▶ [Défis proposés]
**1.** Répondez aux questions suivantes à partir du commentaire sur Terre des hommes.
(a) En quelle année Saint-Exupéry a-t-il publié Terre des hommes ?
(b) Pendant combien de jours et de nuits Guillaumet a-t-il marché dans la Cordillère des Andes ?
(c) Quelles qualités de caractère de Guillaumet Saint-Exupéry accumule-t-il ?
**2.** Traduisez en anglais la phrase suivante du commentaire sur Terre des hommes : « L’auteur vante les qualités physiques et morales de Guillaumet. »

▶ [Extrait à lire]
Commentaire –Terre
des hommes (1939)
Les camarades partie II, chapitre 2
"Ce que j’ai fait, je
le jure, jamais aucune bête ne l’aurait fait" jusqu’à : "C’est sentir, en posant sa pierre, que l’on contribue à
bâtir le monde".
Antoine
de Saint-Exupéry, auteur du Petit Prince,
grand pilote ayant travaillé aux côtés de Guillaumet et de Mermoz, a publié en
1939 Terre des hommes où il recueille
des souvenirs de sa vie d’aviateur à l’Aéropostale. Le texte étudié se trouve
au chapitre 2, partie II, Les Camarades. Il concerne l’un de ses
acolytes, Guillaumet, qui, en juin 1930, a marché cinq jours et quatre nuits, à
3500 mètres d’altitude près de la Laguna Diamante, perdu dans la Cordillère des
Andes, en plein hiver austral. Son Potez 25 a capoté tandis qu’il tentait de le
poser, pris dans une tempête de neige alors qu’il transportait le courrier de
Santiago du Chili à Mandoza en Argentine. ll fut récupéré par Saint-Exupéry qui
avait sillonné la zone en avion pour le retrouver. On examinera en quoi ce
témoignage sur l’aventure de Guillaumet est une leçon de vie. Après avoir
analysé l’éloge du pilote et de l’homme, on déterminera en quoi ce destin est
une leçon d’humanisme.
L’auteur cherche dans son éloge à son
camarade à faire ressentir au lecteur l’amitié qui le lie à Guillaumet. Tout
d’abord on peut voir que le texte opère une interaction entre les deux
pilotes ; Guillaumet raconte son aventure au style direct et Saint-Exupéry
commente. Guillaumet emploie un discours explicatif se servant d’images comme
« voilà que mon cœur tombe en panne » avec le tutoiement qui marque la
proximité amicale. Le discours direct est aussi présent dans le récit du
narrateur. En effet, l’auteur, en s’adressant rétrospectivement à son camarade :
« je te veillais », « tu t’endormais » emploie lui aussi
le tutoiement, signe de la forte relation qu’il entretient avec Guillaumet. On
peut donc dire qu’il y a là un jeu d’énonciation, une sorte de conversation
familière décalée dans le temps. Guillaumet est décrit comme « démantelé, fripé, brûlé » mais
veillé par son ami qui prend soin de lui
avec beaucoup d’affection.
L’auteur vante les qualités physiques et
morales de Guillaumet. Le corps du pilote perdu est comparé « à un bon outil » ou encore à « un serviteur ». Guillaumet raconte
qu’il a survécu sans avoir mangé et en marchant sans cesse dans un froid
glacial. Les expressions « Privé de
nourriture » et « troisième
jour de marche » l’assimilent à un héros et son aventure devient
épique. Saint-Exupéry fait aussi l’éloge des qualités morales de son ami. Il force
sur le registre épidictique quand il accumule ses qualités de caractère. En
effet il parle de « droiture, sagesse,
responsabilité, modestie ». De plus, les paroles de Guillaumet
montrent aussi sa force de détermination lorsqu’il s’adresse à son cœur :
« Allons un effort ! Tâche de
battre encore ». Enfin, Saint-Exupéry utilise le mot « cœur » à double sens : pour
dire le courage physique de Guillaumet mais aussi ses qualités de cœur, ses
valeurs.

▶ [Données fournies]
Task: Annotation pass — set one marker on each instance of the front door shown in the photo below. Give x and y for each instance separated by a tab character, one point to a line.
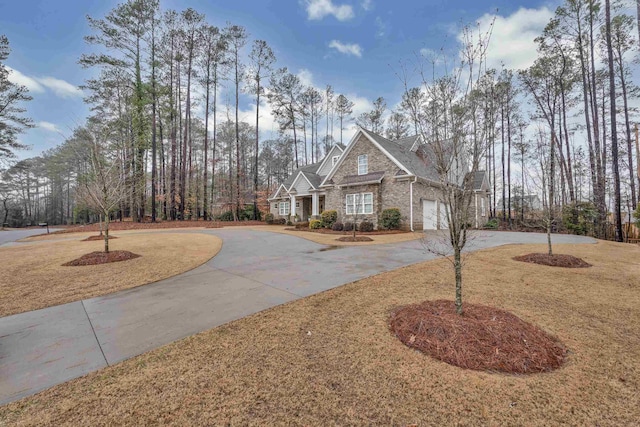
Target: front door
429	215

▶ [Corrigé détaillé]
**1.**
(a) En 1939.
(b) Cinq jours et quatre nuits.
(c) La droiture, la sagesse, la responsabilité et la modestie.

**2.** The author praises Guillaumet's physical and moral qualities.